**EXERCISE AIM:** Find every line in the rows below that contains the word "scarf", and copy each such line in full.

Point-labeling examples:
begin

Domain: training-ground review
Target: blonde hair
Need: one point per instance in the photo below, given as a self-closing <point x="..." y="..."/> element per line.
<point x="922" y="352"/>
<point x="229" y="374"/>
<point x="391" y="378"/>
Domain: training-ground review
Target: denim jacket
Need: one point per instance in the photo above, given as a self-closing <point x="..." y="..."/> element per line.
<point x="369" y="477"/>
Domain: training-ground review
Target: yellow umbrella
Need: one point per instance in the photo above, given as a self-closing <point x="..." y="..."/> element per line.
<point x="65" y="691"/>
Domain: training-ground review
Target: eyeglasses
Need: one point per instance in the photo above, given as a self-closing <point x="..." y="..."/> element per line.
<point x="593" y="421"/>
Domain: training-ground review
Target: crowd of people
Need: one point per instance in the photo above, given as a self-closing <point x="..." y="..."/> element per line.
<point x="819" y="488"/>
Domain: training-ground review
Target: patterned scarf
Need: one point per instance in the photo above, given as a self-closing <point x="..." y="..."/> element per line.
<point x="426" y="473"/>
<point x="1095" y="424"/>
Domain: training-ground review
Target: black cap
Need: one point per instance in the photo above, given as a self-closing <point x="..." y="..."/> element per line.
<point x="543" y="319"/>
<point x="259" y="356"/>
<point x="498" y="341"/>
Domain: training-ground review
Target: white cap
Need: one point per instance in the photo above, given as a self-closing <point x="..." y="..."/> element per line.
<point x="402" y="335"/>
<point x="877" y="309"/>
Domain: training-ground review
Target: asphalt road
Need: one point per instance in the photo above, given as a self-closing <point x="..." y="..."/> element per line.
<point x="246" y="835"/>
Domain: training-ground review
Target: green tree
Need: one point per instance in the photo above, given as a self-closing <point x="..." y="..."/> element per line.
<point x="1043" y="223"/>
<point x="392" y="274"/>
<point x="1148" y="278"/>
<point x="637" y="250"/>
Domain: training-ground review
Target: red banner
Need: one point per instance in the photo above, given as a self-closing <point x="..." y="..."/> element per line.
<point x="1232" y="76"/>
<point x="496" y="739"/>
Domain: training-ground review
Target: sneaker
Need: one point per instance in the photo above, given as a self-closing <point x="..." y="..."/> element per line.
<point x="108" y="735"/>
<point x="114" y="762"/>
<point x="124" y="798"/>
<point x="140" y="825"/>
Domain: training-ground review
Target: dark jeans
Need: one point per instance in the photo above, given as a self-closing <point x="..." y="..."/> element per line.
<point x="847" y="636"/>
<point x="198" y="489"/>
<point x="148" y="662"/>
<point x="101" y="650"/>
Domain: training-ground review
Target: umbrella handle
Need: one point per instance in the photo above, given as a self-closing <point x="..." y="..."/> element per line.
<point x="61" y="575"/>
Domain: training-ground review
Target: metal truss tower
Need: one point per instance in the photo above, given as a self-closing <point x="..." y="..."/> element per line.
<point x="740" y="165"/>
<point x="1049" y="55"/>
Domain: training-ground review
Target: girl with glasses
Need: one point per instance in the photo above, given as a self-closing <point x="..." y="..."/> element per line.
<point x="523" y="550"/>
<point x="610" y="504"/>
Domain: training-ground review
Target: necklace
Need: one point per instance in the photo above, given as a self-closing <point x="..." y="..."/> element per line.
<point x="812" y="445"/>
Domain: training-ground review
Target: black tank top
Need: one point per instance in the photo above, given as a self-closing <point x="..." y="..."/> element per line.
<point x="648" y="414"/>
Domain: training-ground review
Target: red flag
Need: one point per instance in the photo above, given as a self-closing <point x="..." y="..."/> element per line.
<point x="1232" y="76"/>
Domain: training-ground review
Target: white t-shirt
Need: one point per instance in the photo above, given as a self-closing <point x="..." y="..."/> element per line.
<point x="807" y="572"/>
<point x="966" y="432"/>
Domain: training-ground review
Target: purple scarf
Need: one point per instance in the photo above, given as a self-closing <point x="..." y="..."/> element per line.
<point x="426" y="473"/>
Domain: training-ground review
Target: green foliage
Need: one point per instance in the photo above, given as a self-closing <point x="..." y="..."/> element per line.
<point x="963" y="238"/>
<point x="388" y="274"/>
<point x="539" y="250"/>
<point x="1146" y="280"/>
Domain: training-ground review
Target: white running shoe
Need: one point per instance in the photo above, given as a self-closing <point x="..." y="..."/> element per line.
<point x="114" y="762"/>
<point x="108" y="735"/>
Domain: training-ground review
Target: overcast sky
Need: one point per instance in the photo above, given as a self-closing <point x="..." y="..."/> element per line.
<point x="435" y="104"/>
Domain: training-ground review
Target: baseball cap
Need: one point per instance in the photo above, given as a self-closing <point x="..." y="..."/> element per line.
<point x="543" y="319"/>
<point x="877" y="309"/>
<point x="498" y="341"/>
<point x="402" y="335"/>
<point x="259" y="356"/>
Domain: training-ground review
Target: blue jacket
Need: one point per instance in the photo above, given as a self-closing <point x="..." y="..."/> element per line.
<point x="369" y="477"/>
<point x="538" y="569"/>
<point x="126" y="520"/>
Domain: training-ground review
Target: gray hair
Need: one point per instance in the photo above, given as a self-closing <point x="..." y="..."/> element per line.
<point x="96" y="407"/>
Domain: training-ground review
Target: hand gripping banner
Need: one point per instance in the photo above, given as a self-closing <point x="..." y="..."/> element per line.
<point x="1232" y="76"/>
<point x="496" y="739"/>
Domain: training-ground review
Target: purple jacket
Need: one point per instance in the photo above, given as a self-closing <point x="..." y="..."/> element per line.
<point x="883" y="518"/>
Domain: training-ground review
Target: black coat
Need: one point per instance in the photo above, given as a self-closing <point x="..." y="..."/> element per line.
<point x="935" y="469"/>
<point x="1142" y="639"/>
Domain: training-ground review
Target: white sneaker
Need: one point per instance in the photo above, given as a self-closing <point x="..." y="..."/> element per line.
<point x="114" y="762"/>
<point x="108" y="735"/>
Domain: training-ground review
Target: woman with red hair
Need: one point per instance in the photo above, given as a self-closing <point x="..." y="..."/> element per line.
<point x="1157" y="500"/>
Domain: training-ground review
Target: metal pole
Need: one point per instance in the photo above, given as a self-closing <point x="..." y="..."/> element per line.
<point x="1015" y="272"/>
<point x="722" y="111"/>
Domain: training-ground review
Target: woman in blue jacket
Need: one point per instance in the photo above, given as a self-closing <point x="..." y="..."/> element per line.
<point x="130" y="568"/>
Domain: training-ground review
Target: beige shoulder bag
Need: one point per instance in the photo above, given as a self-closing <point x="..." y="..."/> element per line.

end

**FINISHED EXERCISE:**
Target: patterned scarf
Target: purple scarf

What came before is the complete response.